--- What you are asked to do ---
Every line from the one containing "[ ] locate the paved" to the one containing "Target: bright blue" in the records below, both included, must be set down exactly, and no other line.

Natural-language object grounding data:
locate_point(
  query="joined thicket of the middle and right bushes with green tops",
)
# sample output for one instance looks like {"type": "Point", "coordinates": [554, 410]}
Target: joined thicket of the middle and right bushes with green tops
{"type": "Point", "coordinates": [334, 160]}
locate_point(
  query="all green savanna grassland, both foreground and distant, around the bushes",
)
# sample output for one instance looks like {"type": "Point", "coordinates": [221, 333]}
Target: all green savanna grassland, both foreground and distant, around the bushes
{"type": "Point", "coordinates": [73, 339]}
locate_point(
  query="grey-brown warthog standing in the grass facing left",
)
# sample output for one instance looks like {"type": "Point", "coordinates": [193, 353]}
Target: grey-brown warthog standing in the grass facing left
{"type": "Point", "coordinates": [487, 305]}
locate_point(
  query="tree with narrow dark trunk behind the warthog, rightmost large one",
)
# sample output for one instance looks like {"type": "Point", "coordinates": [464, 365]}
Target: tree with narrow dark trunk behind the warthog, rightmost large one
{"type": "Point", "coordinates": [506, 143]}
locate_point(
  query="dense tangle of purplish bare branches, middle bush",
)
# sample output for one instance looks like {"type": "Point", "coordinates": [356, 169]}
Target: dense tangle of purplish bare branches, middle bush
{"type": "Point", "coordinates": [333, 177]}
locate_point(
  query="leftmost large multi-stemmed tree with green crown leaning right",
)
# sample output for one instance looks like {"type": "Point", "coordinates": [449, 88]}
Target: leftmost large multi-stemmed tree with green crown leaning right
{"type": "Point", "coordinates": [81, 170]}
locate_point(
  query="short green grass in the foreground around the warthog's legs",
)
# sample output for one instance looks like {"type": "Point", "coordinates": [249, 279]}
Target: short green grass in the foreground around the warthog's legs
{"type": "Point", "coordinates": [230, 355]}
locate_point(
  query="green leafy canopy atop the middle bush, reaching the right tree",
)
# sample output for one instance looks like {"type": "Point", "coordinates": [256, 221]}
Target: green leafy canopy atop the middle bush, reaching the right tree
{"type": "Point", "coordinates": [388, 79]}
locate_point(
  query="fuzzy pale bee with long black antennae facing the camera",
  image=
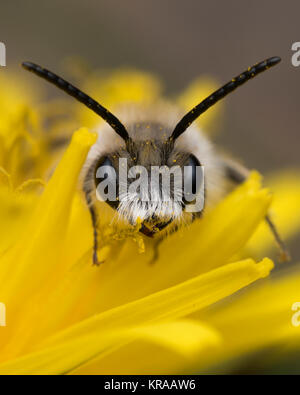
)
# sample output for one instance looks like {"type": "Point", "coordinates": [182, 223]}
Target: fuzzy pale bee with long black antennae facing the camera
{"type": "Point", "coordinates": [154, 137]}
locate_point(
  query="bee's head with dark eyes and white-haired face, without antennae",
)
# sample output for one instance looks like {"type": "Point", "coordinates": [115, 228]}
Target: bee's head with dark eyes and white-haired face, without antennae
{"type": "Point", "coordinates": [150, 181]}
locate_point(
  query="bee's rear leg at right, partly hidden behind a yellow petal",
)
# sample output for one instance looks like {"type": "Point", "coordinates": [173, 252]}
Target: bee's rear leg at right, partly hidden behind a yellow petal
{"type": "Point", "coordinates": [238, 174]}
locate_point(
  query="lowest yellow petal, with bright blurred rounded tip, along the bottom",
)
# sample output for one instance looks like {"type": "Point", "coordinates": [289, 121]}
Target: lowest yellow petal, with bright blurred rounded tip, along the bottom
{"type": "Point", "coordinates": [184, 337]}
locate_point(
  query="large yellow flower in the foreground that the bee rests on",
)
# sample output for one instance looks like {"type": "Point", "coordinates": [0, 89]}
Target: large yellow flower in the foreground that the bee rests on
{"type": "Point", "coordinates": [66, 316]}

--

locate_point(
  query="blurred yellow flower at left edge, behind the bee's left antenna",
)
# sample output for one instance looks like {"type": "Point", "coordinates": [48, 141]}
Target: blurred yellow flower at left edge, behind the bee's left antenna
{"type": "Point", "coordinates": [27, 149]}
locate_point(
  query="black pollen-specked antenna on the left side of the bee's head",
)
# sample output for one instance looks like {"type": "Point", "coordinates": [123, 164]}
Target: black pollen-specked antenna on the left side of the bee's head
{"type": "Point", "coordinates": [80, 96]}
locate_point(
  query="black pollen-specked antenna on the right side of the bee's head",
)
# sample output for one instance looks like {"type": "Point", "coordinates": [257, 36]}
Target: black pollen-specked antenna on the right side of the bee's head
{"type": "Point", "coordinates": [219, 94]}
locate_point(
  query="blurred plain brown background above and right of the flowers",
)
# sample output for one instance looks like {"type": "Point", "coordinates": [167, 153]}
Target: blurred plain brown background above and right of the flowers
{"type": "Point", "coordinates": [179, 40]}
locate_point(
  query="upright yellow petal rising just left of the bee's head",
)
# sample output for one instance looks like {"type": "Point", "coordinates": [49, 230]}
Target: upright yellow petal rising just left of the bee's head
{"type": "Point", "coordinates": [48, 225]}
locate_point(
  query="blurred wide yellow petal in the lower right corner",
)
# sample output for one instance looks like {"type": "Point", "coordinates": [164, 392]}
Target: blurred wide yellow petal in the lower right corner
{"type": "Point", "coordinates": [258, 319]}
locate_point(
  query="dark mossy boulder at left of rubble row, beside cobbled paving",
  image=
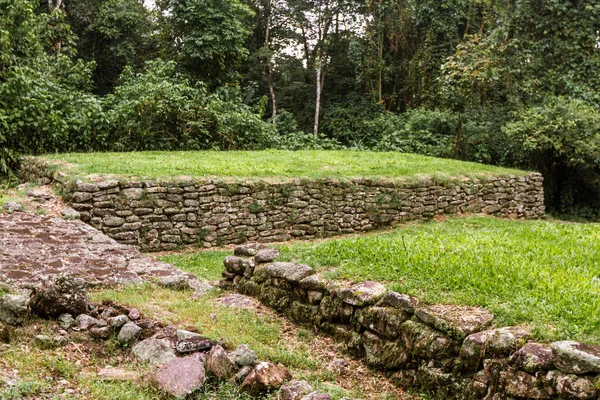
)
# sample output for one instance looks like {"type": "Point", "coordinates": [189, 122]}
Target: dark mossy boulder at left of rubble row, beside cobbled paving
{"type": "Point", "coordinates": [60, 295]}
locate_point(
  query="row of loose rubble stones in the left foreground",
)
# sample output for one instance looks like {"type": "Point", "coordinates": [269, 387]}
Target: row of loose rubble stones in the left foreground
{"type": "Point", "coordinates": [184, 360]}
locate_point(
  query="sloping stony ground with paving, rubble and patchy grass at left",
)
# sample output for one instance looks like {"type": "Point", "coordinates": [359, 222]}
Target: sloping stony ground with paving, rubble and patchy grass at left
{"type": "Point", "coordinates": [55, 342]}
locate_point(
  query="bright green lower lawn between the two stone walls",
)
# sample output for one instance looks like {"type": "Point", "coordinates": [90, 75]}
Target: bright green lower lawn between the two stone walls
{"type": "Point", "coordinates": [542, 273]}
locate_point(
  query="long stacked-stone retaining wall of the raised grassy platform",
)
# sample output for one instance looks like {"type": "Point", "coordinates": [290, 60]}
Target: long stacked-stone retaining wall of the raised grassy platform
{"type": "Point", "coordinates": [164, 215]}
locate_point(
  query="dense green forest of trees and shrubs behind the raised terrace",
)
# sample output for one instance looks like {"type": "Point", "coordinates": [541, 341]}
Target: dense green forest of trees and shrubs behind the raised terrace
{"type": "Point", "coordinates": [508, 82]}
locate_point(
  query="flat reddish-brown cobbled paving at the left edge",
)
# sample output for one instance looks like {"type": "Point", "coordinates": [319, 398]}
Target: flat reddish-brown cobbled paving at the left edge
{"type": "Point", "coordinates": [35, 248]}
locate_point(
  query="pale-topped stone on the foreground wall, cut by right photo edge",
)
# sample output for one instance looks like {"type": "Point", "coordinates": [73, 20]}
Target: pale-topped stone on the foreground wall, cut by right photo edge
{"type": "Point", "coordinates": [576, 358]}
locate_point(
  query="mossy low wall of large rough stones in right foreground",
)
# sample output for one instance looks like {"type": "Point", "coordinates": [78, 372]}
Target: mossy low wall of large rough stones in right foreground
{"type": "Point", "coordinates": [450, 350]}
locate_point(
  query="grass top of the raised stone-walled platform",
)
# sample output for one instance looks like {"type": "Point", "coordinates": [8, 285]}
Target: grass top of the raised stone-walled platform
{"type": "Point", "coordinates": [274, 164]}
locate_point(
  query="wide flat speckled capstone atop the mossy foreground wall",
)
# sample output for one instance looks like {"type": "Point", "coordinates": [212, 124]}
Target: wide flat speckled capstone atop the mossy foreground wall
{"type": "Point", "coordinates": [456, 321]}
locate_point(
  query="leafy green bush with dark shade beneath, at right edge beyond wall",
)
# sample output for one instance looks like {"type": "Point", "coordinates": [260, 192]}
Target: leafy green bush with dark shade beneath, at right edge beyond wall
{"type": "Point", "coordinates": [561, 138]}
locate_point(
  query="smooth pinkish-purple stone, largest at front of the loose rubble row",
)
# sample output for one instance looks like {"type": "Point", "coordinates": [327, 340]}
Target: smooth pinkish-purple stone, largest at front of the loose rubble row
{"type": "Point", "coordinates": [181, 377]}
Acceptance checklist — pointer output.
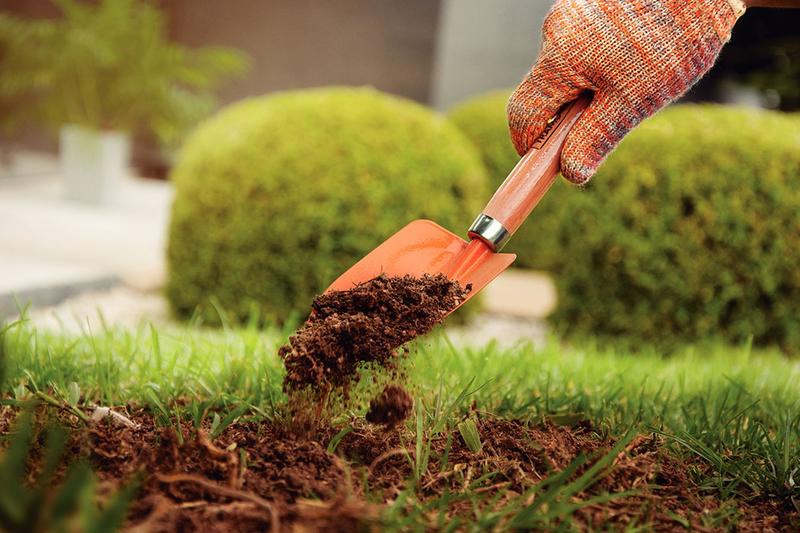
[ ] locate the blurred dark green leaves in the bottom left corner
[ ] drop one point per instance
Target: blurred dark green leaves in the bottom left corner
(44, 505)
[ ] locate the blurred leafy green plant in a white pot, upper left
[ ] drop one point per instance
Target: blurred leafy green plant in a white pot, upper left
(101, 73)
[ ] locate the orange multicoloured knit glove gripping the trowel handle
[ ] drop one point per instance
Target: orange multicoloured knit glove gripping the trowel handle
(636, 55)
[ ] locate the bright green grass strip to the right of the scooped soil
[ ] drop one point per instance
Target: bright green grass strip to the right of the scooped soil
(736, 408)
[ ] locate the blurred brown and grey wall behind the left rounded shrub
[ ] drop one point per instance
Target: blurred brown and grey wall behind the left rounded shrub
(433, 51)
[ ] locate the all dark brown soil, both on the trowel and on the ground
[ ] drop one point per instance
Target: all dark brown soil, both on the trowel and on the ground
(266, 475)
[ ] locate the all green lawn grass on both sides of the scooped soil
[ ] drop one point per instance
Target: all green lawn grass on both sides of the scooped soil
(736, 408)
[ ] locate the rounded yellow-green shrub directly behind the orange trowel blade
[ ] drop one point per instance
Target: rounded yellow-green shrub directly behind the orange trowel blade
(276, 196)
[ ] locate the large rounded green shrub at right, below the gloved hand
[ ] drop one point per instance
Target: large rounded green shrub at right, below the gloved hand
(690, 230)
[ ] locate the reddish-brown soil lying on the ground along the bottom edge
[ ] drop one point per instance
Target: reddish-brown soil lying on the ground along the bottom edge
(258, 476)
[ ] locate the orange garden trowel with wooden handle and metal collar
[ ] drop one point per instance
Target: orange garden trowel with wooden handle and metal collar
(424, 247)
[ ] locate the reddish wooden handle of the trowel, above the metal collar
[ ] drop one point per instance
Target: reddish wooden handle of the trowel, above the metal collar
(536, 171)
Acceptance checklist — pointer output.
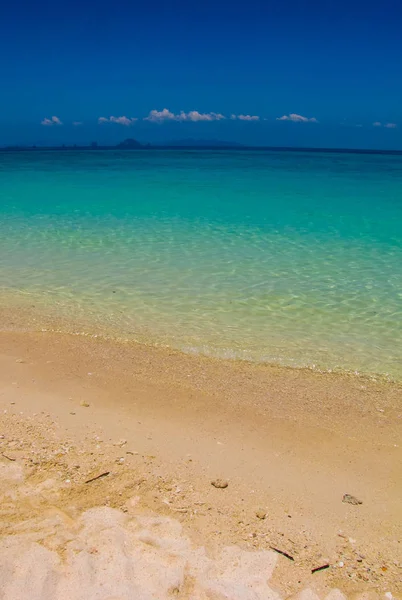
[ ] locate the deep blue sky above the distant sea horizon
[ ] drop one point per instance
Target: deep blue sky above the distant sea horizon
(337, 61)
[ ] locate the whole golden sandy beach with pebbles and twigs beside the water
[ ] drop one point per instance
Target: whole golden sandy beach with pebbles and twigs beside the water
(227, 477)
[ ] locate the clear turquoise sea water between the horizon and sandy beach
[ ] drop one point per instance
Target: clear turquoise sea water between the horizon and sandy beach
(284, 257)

==

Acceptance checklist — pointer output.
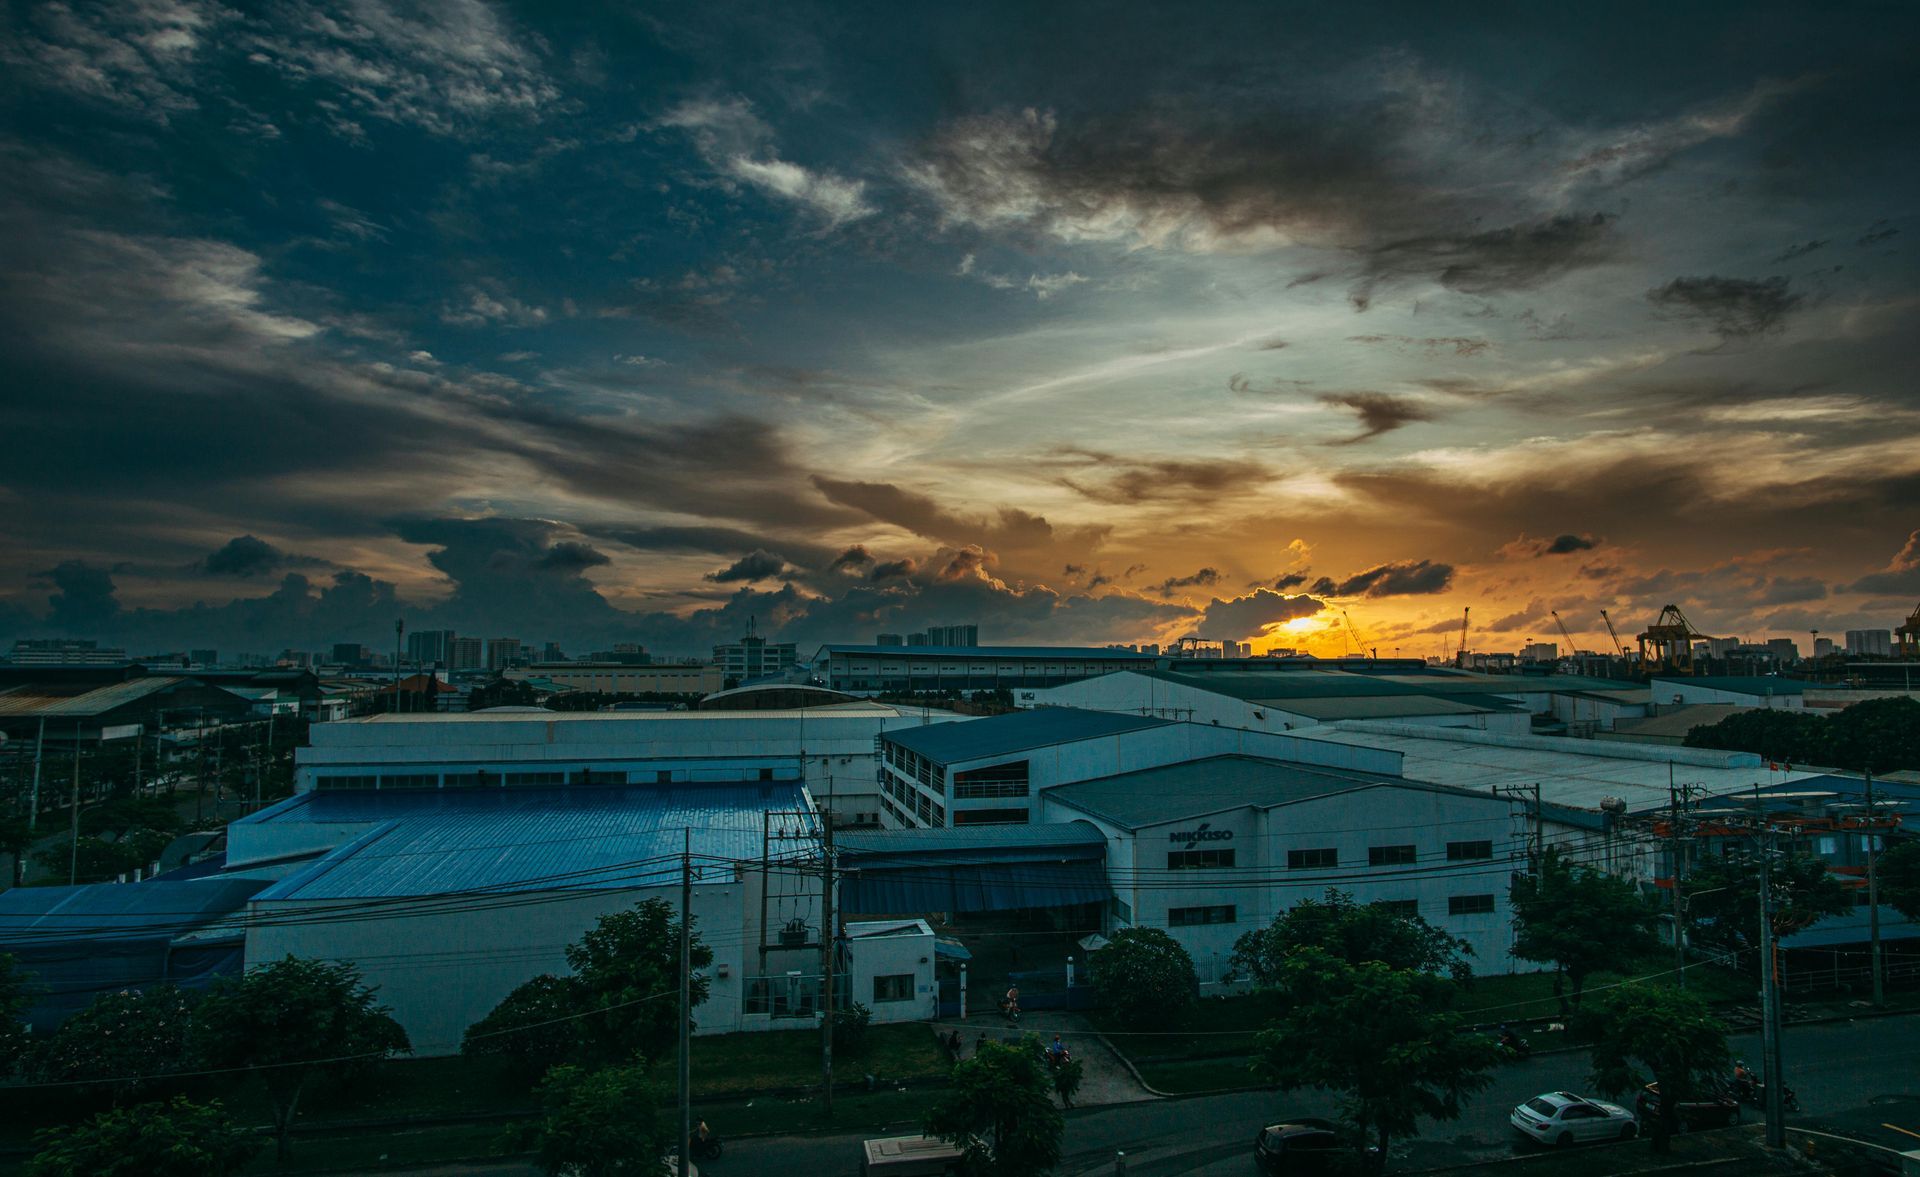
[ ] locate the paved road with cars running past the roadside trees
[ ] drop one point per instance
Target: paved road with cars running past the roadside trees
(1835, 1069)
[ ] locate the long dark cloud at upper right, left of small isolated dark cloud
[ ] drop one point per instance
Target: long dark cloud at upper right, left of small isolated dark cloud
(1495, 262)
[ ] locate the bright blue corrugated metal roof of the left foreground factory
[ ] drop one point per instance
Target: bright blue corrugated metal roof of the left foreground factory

--- Response ---
[ ] locate the paved road with cars running past the roadside trees
[ ] drop one point per instance
Target: paved road with cars running past the roadside trees
(1835, 1069)
[ ] locate the long dark cloud at upper right, left of small isolated dark cloud
[ ] drop one point per instance
Target: long dark cloud at upper right, left of small isolated dark cloud
(1495, 262)
[ ] locate the bright blue corrugated metal roof of the left foreground factory
[ ] drop one point per instance
Target: bright blue corrugated metal roof of the left foreground factory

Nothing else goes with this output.